— Task instructions —
Could you copy each line of the listing that holds "white"?

═══ Data extract

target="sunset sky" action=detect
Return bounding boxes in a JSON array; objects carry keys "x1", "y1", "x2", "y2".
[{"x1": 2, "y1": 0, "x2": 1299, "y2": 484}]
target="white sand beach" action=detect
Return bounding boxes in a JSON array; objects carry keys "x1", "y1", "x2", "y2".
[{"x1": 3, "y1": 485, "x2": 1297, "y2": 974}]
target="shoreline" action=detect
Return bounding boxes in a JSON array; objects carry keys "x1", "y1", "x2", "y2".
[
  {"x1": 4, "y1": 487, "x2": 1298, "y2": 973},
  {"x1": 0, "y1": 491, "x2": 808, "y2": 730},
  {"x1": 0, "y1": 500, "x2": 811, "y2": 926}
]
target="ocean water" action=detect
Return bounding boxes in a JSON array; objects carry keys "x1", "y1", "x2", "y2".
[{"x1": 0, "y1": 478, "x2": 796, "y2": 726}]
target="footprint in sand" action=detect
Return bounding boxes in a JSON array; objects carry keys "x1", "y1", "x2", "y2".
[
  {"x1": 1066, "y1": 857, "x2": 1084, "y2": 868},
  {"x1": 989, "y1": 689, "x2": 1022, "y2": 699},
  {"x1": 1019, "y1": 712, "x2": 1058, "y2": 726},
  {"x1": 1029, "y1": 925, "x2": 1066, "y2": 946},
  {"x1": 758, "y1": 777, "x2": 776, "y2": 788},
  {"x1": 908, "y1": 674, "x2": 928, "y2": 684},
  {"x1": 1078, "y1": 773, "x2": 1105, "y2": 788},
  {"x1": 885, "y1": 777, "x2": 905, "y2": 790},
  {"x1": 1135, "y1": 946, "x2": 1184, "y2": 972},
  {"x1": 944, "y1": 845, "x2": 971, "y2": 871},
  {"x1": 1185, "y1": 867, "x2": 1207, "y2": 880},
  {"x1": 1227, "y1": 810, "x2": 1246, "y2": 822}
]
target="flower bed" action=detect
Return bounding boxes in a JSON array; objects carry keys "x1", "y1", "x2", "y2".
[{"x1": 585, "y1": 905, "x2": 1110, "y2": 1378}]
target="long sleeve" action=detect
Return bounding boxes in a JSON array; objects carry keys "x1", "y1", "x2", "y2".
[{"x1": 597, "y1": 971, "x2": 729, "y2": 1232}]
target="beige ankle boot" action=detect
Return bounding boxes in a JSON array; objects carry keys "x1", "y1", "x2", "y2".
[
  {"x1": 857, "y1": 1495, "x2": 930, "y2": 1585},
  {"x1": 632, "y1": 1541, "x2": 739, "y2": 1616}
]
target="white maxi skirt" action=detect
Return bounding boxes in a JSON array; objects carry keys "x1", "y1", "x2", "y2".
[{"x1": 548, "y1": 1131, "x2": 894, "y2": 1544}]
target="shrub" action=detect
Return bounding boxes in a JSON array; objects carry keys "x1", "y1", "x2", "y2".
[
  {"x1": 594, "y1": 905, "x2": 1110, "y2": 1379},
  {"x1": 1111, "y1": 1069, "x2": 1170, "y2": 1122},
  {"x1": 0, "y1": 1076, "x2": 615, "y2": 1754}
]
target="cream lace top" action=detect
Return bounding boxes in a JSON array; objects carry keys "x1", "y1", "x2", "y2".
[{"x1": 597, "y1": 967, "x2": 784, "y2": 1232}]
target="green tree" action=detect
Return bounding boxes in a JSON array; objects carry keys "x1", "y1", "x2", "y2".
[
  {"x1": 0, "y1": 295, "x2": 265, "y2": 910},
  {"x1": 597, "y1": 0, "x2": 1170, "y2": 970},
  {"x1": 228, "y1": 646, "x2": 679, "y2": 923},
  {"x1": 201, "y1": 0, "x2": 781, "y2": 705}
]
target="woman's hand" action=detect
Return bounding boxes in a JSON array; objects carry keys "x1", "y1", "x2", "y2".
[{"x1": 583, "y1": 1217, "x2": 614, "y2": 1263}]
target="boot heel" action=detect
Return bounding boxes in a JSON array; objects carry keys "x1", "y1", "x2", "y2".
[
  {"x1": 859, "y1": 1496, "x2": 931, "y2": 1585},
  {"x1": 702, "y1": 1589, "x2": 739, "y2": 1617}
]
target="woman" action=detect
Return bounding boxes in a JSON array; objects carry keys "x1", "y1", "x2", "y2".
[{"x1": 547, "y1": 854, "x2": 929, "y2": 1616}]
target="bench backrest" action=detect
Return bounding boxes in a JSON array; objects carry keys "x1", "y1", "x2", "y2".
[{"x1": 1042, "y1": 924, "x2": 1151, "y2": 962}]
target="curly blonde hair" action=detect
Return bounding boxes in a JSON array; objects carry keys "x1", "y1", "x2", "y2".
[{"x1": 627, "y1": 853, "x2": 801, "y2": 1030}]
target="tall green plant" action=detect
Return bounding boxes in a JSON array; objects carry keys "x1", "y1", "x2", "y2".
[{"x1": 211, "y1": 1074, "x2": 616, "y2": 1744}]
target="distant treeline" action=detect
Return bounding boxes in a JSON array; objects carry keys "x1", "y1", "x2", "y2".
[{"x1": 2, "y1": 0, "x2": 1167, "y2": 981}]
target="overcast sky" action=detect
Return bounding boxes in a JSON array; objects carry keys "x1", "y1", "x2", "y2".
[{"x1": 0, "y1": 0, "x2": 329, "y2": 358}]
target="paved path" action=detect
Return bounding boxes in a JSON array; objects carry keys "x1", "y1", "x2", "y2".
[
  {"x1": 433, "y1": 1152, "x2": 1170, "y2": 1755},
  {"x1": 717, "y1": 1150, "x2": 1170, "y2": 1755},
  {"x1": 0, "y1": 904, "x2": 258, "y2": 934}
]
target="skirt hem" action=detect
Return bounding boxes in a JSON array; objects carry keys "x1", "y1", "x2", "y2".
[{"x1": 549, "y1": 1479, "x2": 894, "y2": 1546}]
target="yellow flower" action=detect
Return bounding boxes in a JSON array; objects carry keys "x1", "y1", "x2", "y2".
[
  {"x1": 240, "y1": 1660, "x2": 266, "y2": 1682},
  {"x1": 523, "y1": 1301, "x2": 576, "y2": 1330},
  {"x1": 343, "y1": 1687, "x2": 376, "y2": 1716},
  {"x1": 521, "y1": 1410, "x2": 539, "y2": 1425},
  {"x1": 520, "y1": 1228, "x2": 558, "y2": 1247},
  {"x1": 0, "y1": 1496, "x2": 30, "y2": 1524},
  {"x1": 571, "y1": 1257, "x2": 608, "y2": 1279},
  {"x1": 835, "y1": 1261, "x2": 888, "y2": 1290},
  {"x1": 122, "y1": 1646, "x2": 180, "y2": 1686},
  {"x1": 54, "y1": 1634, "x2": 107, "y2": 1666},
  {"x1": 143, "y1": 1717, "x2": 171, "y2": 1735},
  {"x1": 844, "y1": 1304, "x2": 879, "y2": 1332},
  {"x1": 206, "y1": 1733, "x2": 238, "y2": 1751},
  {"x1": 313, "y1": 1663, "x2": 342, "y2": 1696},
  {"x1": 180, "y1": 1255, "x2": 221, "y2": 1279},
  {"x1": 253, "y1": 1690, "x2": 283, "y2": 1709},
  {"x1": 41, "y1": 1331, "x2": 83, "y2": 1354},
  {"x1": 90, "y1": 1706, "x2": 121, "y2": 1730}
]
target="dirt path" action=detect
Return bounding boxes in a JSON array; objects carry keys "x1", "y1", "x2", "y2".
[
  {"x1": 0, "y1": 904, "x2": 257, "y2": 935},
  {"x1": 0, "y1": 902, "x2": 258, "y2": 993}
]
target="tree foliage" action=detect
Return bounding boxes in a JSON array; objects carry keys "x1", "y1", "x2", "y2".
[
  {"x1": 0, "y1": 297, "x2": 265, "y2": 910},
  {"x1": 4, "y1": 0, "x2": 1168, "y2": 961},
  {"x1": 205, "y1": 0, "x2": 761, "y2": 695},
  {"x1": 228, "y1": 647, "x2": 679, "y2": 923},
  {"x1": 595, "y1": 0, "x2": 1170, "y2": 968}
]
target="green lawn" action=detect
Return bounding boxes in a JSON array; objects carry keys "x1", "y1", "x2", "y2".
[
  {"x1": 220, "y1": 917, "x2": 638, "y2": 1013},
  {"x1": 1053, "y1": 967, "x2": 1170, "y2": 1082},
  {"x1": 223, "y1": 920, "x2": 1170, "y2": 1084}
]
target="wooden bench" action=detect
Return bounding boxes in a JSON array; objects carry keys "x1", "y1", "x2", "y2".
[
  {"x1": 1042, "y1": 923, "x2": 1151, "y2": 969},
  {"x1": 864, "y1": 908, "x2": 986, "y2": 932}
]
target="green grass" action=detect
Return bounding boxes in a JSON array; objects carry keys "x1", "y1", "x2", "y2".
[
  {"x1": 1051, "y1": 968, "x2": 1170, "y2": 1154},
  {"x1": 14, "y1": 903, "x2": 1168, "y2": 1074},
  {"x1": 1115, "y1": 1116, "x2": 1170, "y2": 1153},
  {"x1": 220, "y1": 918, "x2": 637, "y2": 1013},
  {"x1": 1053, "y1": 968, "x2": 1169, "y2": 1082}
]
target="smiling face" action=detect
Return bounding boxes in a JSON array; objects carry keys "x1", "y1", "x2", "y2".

══════

— Finished exercise —
target="white sand beach" action=detect
target="white maxi skirt" action=detect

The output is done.